[begin MATERIAL TO PROCESS]

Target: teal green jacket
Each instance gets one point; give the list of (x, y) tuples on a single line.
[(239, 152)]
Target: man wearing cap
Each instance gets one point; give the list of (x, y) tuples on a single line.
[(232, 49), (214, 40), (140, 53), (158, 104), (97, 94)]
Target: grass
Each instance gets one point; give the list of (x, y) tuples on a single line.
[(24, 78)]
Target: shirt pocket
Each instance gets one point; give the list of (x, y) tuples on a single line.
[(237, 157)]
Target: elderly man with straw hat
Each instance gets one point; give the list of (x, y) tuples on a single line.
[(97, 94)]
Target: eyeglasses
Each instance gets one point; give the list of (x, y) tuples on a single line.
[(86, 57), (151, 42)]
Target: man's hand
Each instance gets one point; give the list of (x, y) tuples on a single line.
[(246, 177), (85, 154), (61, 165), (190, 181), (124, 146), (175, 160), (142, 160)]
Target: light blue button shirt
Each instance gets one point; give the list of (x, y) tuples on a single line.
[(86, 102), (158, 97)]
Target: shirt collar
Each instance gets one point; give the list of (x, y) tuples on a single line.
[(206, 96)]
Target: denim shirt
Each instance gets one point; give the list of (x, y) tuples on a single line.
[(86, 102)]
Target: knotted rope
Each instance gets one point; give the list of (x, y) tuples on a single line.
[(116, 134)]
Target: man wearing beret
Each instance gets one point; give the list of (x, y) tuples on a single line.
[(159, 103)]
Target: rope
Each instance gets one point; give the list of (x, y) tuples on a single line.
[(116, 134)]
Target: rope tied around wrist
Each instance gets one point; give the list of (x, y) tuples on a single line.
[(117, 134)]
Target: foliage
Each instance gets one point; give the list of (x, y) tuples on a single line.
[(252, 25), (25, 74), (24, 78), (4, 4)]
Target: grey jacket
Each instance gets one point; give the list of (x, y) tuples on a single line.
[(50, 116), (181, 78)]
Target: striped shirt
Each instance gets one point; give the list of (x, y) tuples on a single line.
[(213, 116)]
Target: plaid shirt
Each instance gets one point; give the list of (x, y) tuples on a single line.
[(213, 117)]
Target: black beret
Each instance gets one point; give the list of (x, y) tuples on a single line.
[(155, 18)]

[end MATERIAL TO PROCESS]

### AIM OF THE TASK
Copy every item above line for line, with no changes.

### EXPECTED ANSWER
Target: teal green jacket
Each instance gets one point; give the list of (x, y) tuples on a single line.
[(239, 152)]
Target: man wearing cap
Each instance gets one point; give the list of (x, y) tuples on a single line.
[(232, 49), (214, 40), (140, 53), (158, 104), (97, 94)]
Target: grass
Each instance gets one point; give the list of (x, y) tuples on a single line.
[(24, 78)]
Target: shirt pocket
Each instance gets one point; give the list of (x, y) tuples on a single line.
[(237, 157)]
Target: elderly man with straw hat
Each instance gets one point; give the list of (x, y) tuples on a single line.
[(97, 94)]
Target: eyeglasses
Each instance gets one point; give the list of (x, y) tuples on a single line.
[(86, 57), (151, 42)]
Target: man's hand
Each instance gets one point; give the list of (x, y) tuples on a single line.
[(246, 177), (85, 154), (61, 165), (190, 181), (124, 146), (175, 160), (142, 160)]
Target: light blue button shirt
Each instance gets one point; give the list of (x, y) tuples on a single line.
[(86, 102), (158, 97)]
Target: shirt collar
Each instance gets one point; give the list of (x, y) tuples on a single line.
[(206, 96)]
Target: denim shirt
Each instance gets one point; give the list of (x, y) tuples on a single line.
[(86, 102)]
Target: knotted rope
Each instance gets one point; give the list of (x, y) tuples on a single line.
[(116, 134)]
Target: man wearing beret
Each instance gets one point; give the list of (x, y) tuples on a single line.
[(159, 103)]
Target: rope
Each instance gets one point; give the list of (x, y) tuples on a single line.
[(116, 134)]
Target: rope tied around wrist
Each instance gets one point; give the list of (x, y) tuples on a single line.
[(117, 134)]
Target: foliage
Each instance gets one point; give the list of (x, y) tuples on a single line.
[(252, 25), (25, 74), (24, 78), (4, 4)]
Target: grey jacket
Each instance gets one point; give the list of (x, y) tuples on a single line.
[(50, 116), (181, 78)]
Target: striped shirt
Each instance gets one point; give the list of (x, y) tuples on a single line.
[(213, 116)]
Target: plaid shirt
Each instance gets one point; give the list of (x, y) tuples on a single line.
[(213, 117)]
Target: black beret
Each instance gets one point; give the list of (x, y) tuples on a single line.
[(155, 18)]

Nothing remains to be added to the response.